# Work order
Repeat, exactly as they appear, the lines from the one with "the oven door?" through the last line of the entries below, but none of the pictures.

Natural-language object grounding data
++++++

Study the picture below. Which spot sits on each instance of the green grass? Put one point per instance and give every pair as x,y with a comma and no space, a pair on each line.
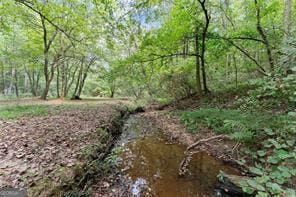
240,125
14,112
18,111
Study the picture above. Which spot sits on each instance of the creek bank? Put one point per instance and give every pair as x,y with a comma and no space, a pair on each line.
52,154
149,164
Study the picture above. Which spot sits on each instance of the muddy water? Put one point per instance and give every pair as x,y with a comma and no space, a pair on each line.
152,164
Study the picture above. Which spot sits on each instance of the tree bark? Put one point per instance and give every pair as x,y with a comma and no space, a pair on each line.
203,43
287,18
197,66
48,72
264,37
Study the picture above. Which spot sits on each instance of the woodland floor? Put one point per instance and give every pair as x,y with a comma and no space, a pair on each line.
33,149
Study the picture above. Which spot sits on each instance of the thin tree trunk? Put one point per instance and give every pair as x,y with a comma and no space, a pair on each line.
203,45
197,66
58,82
236,71
16,83
264,37
2,90
287,18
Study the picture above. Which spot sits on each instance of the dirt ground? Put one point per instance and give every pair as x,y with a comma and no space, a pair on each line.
39,148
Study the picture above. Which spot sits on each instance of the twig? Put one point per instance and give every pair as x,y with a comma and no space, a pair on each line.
192,146
183,167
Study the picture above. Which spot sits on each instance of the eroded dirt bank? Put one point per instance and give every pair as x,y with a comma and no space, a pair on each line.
46,154
153,145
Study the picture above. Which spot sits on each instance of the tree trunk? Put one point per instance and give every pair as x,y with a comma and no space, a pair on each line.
197,66
16,83
287,18
48,73
264,37
203,45
2,87
58,82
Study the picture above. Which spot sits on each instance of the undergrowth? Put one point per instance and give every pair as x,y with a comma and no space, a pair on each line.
270,145
18,111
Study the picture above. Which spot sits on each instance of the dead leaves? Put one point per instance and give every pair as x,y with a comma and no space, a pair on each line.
33,148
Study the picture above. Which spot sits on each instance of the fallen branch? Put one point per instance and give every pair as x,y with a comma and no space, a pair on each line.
183,168
192,146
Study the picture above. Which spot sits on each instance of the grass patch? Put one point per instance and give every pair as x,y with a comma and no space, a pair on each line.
14,112
239,125
18,111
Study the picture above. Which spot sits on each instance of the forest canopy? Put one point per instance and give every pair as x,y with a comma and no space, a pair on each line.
160,50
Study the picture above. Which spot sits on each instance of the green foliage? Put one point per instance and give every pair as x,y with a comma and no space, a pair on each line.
240,125
13,112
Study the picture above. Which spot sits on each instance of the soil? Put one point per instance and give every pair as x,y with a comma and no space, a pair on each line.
45,149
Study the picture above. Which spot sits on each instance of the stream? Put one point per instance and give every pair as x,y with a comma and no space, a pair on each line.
151,164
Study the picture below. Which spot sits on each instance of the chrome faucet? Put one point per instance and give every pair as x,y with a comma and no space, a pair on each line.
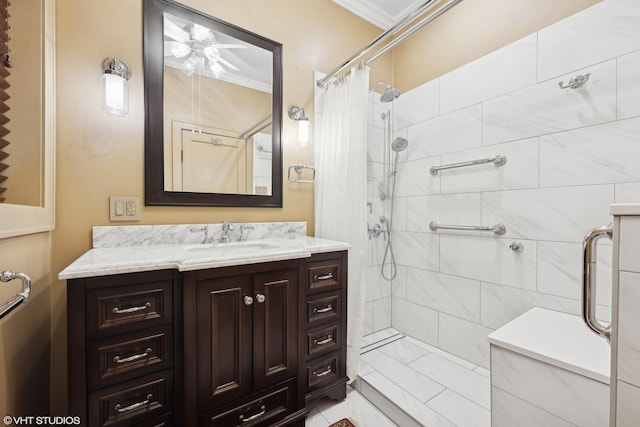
243,227
226,228
205,229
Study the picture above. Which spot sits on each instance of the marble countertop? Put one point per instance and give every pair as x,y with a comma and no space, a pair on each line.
559,339
625,209
127,254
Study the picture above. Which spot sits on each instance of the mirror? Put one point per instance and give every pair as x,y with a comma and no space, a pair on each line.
213,103
26,111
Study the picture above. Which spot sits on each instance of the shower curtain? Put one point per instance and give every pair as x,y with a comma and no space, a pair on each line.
341,189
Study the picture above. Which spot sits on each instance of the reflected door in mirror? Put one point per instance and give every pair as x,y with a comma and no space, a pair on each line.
223,85
22,114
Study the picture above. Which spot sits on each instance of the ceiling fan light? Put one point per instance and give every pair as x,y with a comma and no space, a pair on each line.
180,50
189,66
212,53
216,69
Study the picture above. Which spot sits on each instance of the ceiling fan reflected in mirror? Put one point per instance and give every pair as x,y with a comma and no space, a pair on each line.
198,45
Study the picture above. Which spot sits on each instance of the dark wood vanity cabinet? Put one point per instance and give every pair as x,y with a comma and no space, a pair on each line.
323,327
243,370
250,345
121,348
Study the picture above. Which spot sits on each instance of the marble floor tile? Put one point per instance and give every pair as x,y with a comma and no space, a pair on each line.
431,349
355,407
469,384
418,385
316,419
403,351
408,403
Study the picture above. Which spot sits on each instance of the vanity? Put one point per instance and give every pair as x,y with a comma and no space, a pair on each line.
194,333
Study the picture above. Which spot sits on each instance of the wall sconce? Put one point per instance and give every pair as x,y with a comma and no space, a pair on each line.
115,87
297,114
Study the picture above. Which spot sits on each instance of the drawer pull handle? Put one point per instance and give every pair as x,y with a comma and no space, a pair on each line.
323,310
135,357
118,310
324,341
323,373
122,410
263,410
323,277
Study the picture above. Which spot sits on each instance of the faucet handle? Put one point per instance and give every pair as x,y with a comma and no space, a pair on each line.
244,227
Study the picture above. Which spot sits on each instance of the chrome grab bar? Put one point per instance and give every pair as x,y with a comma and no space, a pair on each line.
499,229
588,281
21,297
497,160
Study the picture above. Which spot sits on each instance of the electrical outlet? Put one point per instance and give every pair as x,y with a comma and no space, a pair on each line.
124,208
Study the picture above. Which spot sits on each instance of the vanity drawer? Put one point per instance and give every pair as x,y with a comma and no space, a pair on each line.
132,402
324,275
323,371
127,308
324,308
320,341
127,356
263,410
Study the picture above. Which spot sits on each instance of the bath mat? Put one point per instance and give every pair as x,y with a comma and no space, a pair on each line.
345,422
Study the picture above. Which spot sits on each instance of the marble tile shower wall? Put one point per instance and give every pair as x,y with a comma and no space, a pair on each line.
571,153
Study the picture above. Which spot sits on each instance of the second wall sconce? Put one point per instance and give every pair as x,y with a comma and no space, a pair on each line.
115,87
297,114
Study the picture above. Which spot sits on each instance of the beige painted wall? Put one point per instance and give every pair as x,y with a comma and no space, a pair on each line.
469,31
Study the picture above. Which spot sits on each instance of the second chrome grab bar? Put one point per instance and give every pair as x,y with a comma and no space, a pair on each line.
497,160
21,297
588,281
499,229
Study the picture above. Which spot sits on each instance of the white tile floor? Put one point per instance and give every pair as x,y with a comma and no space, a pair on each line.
414,383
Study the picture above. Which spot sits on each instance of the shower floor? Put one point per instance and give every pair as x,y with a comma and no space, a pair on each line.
416,384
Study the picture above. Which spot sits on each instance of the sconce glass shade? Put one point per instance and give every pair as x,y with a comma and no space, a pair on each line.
303,131
115,87
297,114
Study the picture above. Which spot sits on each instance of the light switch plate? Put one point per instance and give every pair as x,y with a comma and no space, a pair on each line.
124,208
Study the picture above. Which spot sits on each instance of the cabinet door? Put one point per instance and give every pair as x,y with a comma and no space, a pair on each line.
224,340
275,337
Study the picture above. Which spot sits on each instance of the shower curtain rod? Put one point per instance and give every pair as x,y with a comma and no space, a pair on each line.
391,31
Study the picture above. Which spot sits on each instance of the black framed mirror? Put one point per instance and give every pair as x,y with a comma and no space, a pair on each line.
213,111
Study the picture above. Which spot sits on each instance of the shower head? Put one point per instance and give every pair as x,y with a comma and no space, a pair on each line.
399,144
390,93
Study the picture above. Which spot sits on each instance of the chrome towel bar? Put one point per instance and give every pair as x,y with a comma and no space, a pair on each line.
499,229
298,168
20,297
497,160
588,280
575,82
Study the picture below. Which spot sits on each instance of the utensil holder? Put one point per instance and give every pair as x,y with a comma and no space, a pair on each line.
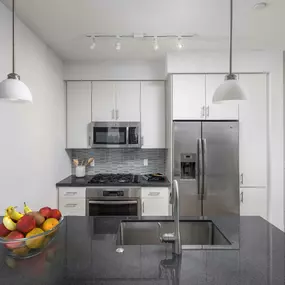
80,171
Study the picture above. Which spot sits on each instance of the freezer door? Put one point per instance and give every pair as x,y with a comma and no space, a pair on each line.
221,168
187,166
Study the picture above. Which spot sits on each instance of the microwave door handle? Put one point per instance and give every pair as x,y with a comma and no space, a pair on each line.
113,202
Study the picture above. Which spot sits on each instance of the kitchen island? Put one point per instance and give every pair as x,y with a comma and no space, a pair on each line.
85,252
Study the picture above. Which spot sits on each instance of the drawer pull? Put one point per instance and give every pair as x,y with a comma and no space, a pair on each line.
153,193
70,193
70,205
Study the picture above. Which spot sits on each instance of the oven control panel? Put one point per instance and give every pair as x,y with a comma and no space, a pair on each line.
113,193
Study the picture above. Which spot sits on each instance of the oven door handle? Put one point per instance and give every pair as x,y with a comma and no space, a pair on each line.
113,202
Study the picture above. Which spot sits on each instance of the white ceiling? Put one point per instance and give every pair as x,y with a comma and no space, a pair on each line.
63,24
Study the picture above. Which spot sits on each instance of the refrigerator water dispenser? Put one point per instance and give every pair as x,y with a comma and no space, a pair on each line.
188,166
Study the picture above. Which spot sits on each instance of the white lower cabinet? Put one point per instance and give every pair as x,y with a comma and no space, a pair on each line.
72,201
155,201
253,202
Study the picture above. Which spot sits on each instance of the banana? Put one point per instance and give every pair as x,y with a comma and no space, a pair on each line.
26,209
9,223
13,214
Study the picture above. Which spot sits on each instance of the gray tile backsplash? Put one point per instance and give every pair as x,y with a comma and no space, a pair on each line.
122,160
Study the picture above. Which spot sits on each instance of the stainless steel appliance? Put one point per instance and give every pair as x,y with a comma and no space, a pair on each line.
113,201
206,167
115,134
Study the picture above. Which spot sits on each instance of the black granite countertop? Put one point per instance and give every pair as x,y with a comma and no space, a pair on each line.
84,252
73,181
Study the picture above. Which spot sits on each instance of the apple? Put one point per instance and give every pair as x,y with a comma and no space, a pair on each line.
55,213
45,212
26,224
11,236
3,230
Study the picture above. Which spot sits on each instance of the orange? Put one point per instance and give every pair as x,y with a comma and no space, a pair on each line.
49,224
37,241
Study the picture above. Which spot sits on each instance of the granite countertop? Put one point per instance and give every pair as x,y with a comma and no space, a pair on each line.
73,181
84,252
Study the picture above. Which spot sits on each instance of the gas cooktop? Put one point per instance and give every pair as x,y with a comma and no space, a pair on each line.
114,179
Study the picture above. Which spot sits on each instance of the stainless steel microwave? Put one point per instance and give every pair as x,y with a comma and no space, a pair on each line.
115,135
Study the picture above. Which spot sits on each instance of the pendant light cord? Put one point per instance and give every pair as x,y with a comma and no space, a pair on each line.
13,35
231,35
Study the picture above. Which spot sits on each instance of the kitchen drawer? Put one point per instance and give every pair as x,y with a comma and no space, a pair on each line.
72,192
155,192
72,207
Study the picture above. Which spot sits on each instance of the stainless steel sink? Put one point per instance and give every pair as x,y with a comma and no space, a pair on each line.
194,234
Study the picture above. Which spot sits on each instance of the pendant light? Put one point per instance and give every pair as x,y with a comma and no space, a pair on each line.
12,88
230,90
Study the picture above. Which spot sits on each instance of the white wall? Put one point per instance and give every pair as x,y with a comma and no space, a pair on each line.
32,143
258,61
115,70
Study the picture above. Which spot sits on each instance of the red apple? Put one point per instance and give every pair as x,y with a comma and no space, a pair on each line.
3,231
46,212
11,236
55,213
26,224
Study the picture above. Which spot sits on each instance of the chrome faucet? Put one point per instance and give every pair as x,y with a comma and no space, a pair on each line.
174,238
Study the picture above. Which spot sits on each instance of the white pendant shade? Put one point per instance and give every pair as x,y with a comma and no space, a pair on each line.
15,90
230,90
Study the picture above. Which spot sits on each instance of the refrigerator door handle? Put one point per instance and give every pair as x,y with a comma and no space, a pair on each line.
204,167
199,168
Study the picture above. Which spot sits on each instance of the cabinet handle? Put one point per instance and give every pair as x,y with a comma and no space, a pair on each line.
203,112
241,179
207,111
241,196
70,193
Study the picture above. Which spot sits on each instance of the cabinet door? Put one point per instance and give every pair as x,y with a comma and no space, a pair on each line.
154,207
188,97
103,101
225,111
253,131
253,202
128,101
78,114
153,114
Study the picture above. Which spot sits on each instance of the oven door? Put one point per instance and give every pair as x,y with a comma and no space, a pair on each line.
108,135
113,208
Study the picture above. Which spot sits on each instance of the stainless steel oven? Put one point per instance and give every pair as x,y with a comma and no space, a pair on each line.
113,201
115,134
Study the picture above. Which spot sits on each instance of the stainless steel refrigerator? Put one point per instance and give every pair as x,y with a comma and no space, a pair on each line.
206,166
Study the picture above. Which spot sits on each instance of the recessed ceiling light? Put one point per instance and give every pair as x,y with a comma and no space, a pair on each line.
260,6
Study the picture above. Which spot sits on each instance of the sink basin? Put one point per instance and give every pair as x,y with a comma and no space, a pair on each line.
194,234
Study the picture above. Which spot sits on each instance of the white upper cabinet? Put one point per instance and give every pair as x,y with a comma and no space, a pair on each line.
103,101
128,101
253,131
78,113
153,114
188,97
226,111
115,101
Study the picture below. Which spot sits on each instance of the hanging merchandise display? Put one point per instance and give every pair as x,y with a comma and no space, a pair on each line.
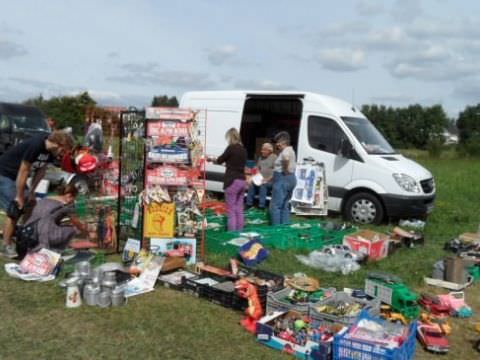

++++++

# Output for this task
Study the picture above. Which spot sits on each instance of the oven door? Put one point per instance and give every pair as x,y with a comma and no space, a pair on each line.
108,135
113,208
Study the picture above. Which spot sits on each instance of the stainless steel oven? Put one point per instance and give every pair as x,y with a comma and no space, a pair on each line.
113,201
115,134
Study the picture above. Which spot sits on each instance of the stainless steel refrigerator? Put one point per instance and give every pair as x,y with a comma and no space, a pair on each line.
206,166
Study the picture above. Which spot sits on each instance of the recessed ceiling light? Put one point per instance and give every pair as x,y with a comma and no space, a pair on each line.
260,6
Study the picture above. Which spot sits on each instance of the sink basin? Put one point per instance and give every pair as x,y with a comma and no space, a pair on each line.
194,234
Study the picture above. Which spot sits on each instance of the white upper cabinet? Put one point per instance and give every pair as x,y with a comma and no space, a pair on each line.
103,101
128,101
253,131
78,113
153,114
188,97
226,111
115,101
Study the picture below. Which spot sits on each instance of the hanging merchandise display? Put one point per instance and give every pair as x,y with a comma and no space, a pair on each line.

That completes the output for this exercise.